**Excerpt**
○ ○ ○ ○

The present invention is directed to data compression and decompression and, more particularly, to balancing workloads in a multi-core video decoder.
Data compression is used for reducing the volume of data stored, transmitted or reconstructed (decoded and played back), especially for video content. Decoding recovers the video content from the compressed data in a format suitable for display. Various standards of formats for encoding and decoding compressed signals efficiently are available. Some standards that are commonly used are the International Telecommunications Union standards such as ITU-T H.264 ‘Advanced video coding for generic audiovisual services’, the standards of the Moving Picture Experts Group (MPEG), the VPx standards and the VC-1 standard.
Techniques used in video compression include inter-coding and intra-coding. Inter-coding uses motion vectors for block-based inter-prediction to exploit temporal statistical dependencies between items in different pictures (which may relate to different frames, fields, slices or macroblocks or smaller partitions). Intra-coding uses various spatial prediction modes to exploit spatial statistical dependencies (redundancies) in the source signal for items within a single picture. Prediction residuals, which define residual differences between the reference picture item and the currently encoded item, are then further compressed using a transform to remove spatial correlation inside the transform block before it is quantized during encoding. Finally, the motion vectors or intra-prediction modes are combined with the quantized transform coefficient information and encoded.
The decoding process involves taking the compressed data in the order in which it is received, decoding it for the different picture items, and combining the inter-coded and intra-coded items according to the motion vectors or intra-prediction modes. Decoding an intra-coded picture can be done without reference to other pictures, while decoding an inter-coded picture item uses the motion vectors together with blocks of sample values from a reference picture item selected by the encoder.
Decoding compressed video signals includes parsing parameters for a picture or slice from an input bit-stream. The parameters identify syntax element values, such as raw byte sequence payloads (RBSP) slice header, slice data and macroblock syntax elements. The parsing of the syntax elements enables the decoder to identify inter-coded and intra-coded items, any reference picture items, motion vectors or intra-prediction modes and prediction residuals, for example.

○ ○ ○ ○

**Information provided**
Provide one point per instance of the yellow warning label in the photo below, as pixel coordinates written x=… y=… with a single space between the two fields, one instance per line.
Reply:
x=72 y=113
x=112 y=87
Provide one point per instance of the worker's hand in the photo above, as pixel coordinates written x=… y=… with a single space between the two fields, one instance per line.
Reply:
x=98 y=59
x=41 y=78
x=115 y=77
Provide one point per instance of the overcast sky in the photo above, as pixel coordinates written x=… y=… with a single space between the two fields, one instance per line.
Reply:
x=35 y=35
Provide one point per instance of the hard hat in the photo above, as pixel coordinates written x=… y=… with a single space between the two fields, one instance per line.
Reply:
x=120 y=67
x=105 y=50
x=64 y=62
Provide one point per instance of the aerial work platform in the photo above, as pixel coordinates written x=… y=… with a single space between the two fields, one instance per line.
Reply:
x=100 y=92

○ ○ ○ ○

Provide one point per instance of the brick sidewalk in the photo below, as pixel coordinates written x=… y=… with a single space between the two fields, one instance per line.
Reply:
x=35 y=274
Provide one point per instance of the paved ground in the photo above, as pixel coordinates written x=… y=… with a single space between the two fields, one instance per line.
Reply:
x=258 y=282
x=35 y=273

○ ○ ○ ○

**Goals**
• 1. Answer these questions using the passage on video compression, one answer per line, marked (a), (b) and (c) to match:
(a) What does inter-coding use for block-based inter-prediction?
(b) What does intra-coding use to exploit spatial statistical dependencies?
(c) Besides the motion vectors, what does decoding an inter-coded picture item use?
• 2. For each statement below, decide whether it agrees with the passage on video compression. Answer yes or no and quote the words of the passage that decide it.
(a) Decoding an intra-coded picture requires reference to other pictures.
(b) Prediction residuals are compressed with a transform before they are quantized.
(c) The VC-1 standard is among the commonly used standards named.
• 3. Retype the part of the passage on video compression between "Techniques used in" and "information and encoded.", inclusive.

**Solutions to the tasks**
• 1.
(a) Motion vectors.
(b) Various spatial prediction modes.
(c) Blocks of sample values from a reference picture item selected by the encoder.

• 2.
(a) No: "Decoding an intra-coded picture can be done without reference to other pictures"
(b) Yes: "are then further compressed using a transform to remove spatial correlation inside the transform block before it is quantized during encoding"
(c) Yes: "the VPx standards and the VC-1 standard"

• 3.
Techniques used in video compression include inter-coding and intra-coding. Inter-coding uses motion vectors for block-based inter-prediction to exploit temporal statistical dependencies between items in different pictures (which may relate to different frames, fields, slices or macroblocks or smaller partitions). Intra-coding uses various spatial prediction modes to exploit spatial statistical dependencies (redundancies) in the source signal for items within a single picture. Prediction residuals, which define residual differences between the reference picture item and the currently encoded item, are then further compressed using a transform to remove spatial correlation inside the transform block before it is quantized during encoding. Finally, the motion vectors or intra-prediction modes are combined with the quantized transform coefficient information and encoded.